Provided information:
--*--
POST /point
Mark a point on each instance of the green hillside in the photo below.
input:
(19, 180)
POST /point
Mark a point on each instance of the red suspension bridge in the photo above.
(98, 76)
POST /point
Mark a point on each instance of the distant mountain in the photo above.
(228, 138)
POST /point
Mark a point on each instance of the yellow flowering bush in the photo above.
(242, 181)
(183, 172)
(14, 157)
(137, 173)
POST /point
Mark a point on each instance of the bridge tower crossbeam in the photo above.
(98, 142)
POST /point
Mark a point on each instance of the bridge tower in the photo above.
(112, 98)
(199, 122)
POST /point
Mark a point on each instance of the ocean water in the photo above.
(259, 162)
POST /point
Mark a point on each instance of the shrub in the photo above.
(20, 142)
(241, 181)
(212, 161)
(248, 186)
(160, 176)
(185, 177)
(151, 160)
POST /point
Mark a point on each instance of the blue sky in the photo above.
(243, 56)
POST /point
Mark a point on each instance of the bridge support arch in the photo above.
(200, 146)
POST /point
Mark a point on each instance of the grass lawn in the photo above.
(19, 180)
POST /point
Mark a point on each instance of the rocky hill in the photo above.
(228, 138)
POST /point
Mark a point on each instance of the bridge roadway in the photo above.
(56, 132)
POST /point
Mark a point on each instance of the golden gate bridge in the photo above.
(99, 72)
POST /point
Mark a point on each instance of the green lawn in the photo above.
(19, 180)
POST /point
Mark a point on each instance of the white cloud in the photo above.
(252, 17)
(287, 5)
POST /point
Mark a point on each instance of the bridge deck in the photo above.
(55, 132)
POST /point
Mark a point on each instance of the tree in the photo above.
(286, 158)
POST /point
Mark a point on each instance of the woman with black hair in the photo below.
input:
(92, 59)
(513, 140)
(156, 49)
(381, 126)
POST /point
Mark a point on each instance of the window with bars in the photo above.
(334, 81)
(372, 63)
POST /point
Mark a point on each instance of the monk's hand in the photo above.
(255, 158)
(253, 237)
--*--
Exercise brief: Write out every record verbatim.

Expected answer:
POST /point
Mark a point on each instance of the green hillside in the photo below.
input:
(19, 180)
POST /point
Mark a point on each instance of the red suspension bridge in the photo above.
(98, 76)
POST /point
Mark a point on each instance of the distant mountain in the photo above.
(228, 138)
POST /point
Mark a point on each instance of the yellow flowering bush in the photo above.
(242, 181)
(183, 172)
(14, 157)
(137, 173)
POST /point
Mark a point on each instance of the bridge tower crossbeam in the photo above.
(98, 142)
POST /point
Mark a point on each instance of the bridge tower in the photo above.
(112, 98)
(199, 122)
POST /point
Mark a point on each instance of the ocean water in the photo above.
(259, 162)
POST /point
Mark a point on each instance of the shrub in the photo above.
(20, 142)
(241, 181)
(212, 161)
(248, 186)
(160, 176)
(185, 177)
(151, 160)
POST /point
Mark a point on each instance of the blue sky in the photo above.
(243, 56)
POST /point
Mark a point on each instance of the bridge support arch in the photo above.
(200, 146)
POST /point
Mark a point on each instance of the grass lawn in the photo above.
(19, 180)
POST /point
Mark a point on each instance of the rocky hill in the photo above.
(228, 138)
POST /point
Mark a point on each instance of the bridge roadway in the photo above.
(56, 132)
POST /point
Mark a point on each instance of the golden gate bridge in the photo above.
(99, 72)
POST /point
Mark a point on each instance of the green lawn in the photo above.
(19, 180)
POST /point
Mark a point on each instance of the white cloud in the photo above.
(252, 17)
(287, 5)
POST /point
Mark a point on each instance of the bridge deck in the photo above.
(55, 132)
POST /point
Mark a point on each instance of the tree in the photo above.
(286, 158)
POST /point
Mark a point on each instance of the woman with black hair in the photo below.
input:
(92, 59)
(513, 140)
(156, 49)
(381, 126)
POST /point
Mark a point on each instance of the window with bars in the photo above.
(334, 81)
(372, 63)
POST /point
Mark a point on each instance of the monk's hand in the photo above.
(255, 158)
(253, 237)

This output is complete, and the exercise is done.